--- SELECTED EXCERPT ---
== Segment start ==
How is this tool different from other DNA reports?
When a genome is sequenced, usually the data is mapped to a reference genome. For human DNA, for example, the GRCh38 reference is often used. The DNA data is then mapped onto this reference. A lot of DNA read in the sequence normally remains unmapped. This may be because the DNA is not human (i.e. bacterial) or because it just differs so much from the reference that a confident mapping could not be found.
This tool will search the unmapped data that was present in a sample. This unused DNA info can show large mutations that originated after birth, called somatic mutations. Normal DNA analyzers tend to focus on the human genome, that was inherited at birth and does not change during life. (They will look, for example, for the risk of developing cancer later in life.)
This tool will search the sample for the other DNA that was also present. That could be from bacteria, viruses or large mutations that were not part of the original genome. These mutations may be one-off and have developed after birth.
Is this tool free?
Yes, for the time being this tool is free to use. We are still testing at the moment. The results are not guaranteed.
Is privacy guaranteed?
== Segment end ==
Excerpts from a dataset
== Segment start ==
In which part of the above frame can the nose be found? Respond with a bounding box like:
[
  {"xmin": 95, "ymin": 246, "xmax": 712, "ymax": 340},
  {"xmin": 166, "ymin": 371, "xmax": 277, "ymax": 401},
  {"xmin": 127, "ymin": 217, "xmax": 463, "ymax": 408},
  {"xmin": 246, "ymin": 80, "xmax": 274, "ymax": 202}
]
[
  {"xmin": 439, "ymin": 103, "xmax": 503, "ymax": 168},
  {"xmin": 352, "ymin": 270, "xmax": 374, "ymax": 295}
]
== Segment end ==
== Segment start ==
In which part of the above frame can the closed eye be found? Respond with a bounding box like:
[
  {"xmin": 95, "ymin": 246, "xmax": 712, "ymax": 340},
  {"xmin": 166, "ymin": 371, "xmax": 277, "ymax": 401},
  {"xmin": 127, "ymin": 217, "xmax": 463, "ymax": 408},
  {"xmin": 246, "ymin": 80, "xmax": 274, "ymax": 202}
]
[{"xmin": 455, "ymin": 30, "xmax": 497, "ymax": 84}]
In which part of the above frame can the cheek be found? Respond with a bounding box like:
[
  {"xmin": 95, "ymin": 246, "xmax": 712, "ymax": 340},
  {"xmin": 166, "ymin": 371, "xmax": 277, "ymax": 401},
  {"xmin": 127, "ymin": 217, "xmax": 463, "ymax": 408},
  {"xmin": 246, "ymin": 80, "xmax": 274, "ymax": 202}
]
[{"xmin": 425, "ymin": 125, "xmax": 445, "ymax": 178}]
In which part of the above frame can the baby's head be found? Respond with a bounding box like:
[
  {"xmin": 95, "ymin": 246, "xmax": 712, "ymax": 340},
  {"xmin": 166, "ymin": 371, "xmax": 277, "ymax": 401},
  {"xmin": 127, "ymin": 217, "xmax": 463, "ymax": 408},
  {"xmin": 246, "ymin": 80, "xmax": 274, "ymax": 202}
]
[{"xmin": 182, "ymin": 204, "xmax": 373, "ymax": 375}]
== Segment end ==
== Segment start ==
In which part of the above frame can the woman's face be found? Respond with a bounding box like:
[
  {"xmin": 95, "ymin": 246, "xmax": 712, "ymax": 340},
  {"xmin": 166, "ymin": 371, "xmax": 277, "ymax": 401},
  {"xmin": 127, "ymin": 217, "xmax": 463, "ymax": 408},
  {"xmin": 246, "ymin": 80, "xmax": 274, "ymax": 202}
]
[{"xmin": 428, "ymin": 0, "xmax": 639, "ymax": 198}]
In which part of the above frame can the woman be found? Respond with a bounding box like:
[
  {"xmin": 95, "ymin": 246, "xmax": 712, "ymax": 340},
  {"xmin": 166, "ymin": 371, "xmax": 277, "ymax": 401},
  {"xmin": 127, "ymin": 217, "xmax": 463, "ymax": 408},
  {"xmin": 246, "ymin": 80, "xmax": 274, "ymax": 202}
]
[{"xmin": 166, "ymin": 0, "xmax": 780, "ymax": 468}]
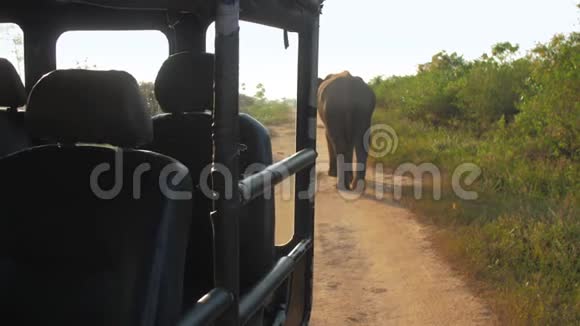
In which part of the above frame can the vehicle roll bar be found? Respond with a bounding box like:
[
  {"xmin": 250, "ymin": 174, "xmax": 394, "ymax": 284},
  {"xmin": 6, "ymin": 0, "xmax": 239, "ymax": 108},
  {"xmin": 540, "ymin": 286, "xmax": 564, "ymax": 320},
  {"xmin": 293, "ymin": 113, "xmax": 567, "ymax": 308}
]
== Segment end ==
--- HOW TO COMPLETE THIS TASK ---
Repeat the DNA tool FAQ in full, word for word. Work from the DNA tool FAQ alone.

--- SOLUTION ---
How is this tool different from other DNA reports?
When a genome is sequenced, usually the data is mapped to a reference genome. For human DNA, for example, the GRCh38 reference is often used. The DNA data is then mapped onto this reference. A lot of DNA read in the sequence normally remains unmapped. This may be because the DNA is not human (i.e. bacterial) or because it just differs so much from the reference that a confident mapping could not be found.
This tool will search the unmapped data that was present in a sample. This unused DNA info can show large mutations that originated after birth, called somatic mutations. Normal DNA analyzers tend to focus on the human genome, that was inherited at birth and does not change during life. (They will look, for example, for the risk of developing cancer later in life.)
This tool will search the sample for the other DNA that was also present. That could be from bacteria, viruses or large mutations that were not part of the original genome. These mutations may be one-off and have developed after birth.
Is this tool free?
Yes, for the time being this tool is free to use. We are still testing at the moment. The results are not guaranteed.
Is privacy guaranteed?